● WHAT IS EXPECTED: Rescale the entries between the lines holding "The locate routine indicates the concrete staircase" and "x=349 y=110", inclusive, and write out only those lines again in full, requests included. Multiply every x and y coordinate in the answers by 1.35 and round each result to a whole number, with halves rounded up.

=== RECORDS PROVIDED ===

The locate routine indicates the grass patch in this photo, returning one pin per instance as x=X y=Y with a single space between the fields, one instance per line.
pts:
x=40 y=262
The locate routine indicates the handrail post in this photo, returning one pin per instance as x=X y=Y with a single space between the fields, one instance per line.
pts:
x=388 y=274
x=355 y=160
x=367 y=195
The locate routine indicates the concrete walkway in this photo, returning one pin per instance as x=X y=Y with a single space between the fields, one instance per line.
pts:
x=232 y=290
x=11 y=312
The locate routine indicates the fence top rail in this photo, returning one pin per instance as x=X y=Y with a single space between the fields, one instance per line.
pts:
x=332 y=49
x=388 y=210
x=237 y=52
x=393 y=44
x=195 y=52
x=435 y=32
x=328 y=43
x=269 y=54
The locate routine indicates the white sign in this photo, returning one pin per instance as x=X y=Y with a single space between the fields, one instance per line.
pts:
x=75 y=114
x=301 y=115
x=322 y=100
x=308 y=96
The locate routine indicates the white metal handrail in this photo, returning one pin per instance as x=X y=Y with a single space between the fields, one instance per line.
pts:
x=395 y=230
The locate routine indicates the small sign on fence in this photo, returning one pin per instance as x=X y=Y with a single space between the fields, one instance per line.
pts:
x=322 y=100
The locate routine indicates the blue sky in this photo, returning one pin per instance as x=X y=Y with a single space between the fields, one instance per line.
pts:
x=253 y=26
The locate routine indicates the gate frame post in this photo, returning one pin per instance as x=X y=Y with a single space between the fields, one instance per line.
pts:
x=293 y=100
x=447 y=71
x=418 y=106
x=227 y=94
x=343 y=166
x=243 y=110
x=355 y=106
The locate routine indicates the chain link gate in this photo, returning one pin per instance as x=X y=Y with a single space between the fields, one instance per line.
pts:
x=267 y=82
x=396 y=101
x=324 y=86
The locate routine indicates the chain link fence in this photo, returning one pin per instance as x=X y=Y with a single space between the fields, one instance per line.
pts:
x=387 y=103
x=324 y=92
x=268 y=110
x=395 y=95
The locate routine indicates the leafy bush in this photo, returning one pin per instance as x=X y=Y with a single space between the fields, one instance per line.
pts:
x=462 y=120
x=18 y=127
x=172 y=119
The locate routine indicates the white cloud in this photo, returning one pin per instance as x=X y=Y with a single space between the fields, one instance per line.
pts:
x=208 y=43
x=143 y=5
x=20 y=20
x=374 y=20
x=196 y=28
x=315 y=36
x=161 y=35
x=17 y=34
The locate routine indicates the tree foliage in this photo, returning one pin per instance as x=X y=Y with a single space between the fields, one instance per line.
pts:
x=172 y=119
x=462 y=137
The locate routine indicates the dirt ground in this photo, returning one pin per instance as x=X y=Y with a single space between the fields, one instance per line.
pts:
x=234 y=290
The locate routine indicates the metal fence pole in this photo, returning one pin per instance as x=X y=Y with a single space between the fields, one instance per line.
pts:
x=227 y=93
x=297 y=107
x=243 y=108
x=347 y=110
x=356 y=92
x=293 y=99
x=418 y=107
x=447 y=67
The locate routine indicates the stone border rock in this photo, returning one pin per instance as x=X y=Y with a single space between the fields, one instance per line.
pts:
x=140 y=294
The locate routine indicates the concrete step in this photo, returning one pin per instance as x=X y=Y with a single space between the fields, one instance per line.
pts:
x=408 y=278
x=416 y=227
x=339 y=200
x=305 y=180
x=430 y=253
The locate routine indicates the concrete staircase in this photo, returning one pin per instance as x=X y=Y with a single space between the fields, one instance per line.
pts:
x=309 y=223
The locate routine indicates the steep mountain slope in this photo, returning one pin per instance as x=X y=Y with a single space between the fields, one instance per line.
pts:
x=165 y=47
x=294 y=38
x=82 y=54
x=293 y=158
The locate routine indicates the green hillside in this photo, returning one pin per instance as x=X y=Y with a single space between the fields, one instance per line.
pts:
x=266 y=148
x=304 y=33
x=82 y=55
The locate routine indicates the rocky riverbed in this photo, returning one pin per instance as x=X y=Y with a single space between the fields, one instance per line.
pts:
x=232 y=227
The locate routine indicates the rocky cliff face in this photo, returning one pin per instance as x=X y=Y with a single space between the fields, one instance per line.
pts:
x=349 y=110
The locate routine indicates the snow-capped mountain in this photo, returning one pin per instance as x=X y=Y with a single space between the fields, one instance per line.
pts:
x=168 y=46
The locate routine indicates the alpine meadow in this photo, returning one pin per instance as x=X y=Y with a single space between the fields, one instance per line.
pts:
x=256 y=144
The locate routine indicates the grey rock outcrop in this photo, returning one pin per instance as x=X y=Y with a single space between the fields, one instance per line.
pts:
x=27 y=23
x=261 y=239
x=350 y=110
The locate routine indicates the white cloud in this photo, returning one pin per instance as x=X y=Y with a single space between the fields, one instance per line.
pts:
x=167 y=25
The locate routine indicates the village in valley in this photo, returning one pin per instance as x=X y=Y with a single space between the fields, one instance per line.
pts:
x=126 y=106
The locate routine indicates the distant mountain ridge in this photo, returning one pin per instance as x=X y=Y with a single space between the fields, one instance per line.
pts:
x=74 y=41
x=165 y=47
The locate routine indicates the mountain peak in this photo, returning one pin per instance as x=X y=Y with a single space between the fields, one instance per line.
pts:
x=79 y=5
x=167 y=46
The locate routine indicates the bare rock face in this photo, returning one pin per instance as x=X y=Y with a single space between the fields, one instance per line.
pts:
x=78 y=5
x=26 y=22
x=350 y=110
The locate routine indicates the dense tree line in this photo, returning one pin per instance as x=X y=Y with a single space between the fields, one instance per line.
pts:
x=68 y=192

===

● SOLUTION FOR THIS PROBLEM:
The locate routine indicates the concrete staircase in this photo, returning one pin per instance as x=X y=Y with a single space between the fields, one instance per line.
pts:
x=417 y=301
The locate routine indicates the steep mountain slope in this photo, returning one pin per instance as x=X y=Y with a single space between the fields, one instance per line.
pts:
x=223 y=63
x=397 y=51
x=111 y=73
x=396 y=213
The locate routine indicates the green hillside in this photo, returning one pin per instance as x=X y=Y with a single space between the fields, one instance per line.
pts:
x=359 y=200
x=410 y=45
x=111 y=74
The locate routine indicates the rocky riverbed in this photo, returning one pin per instance as x=X y=Y with a single space between the fields, one instance per line.
pts:
x=313 y=306
The locate routine indicates the rocky cliff face in this photo, returning one pin per instance as x=X y=Y with a single space between the fields, one instance per line.
pts:
x=471 y=149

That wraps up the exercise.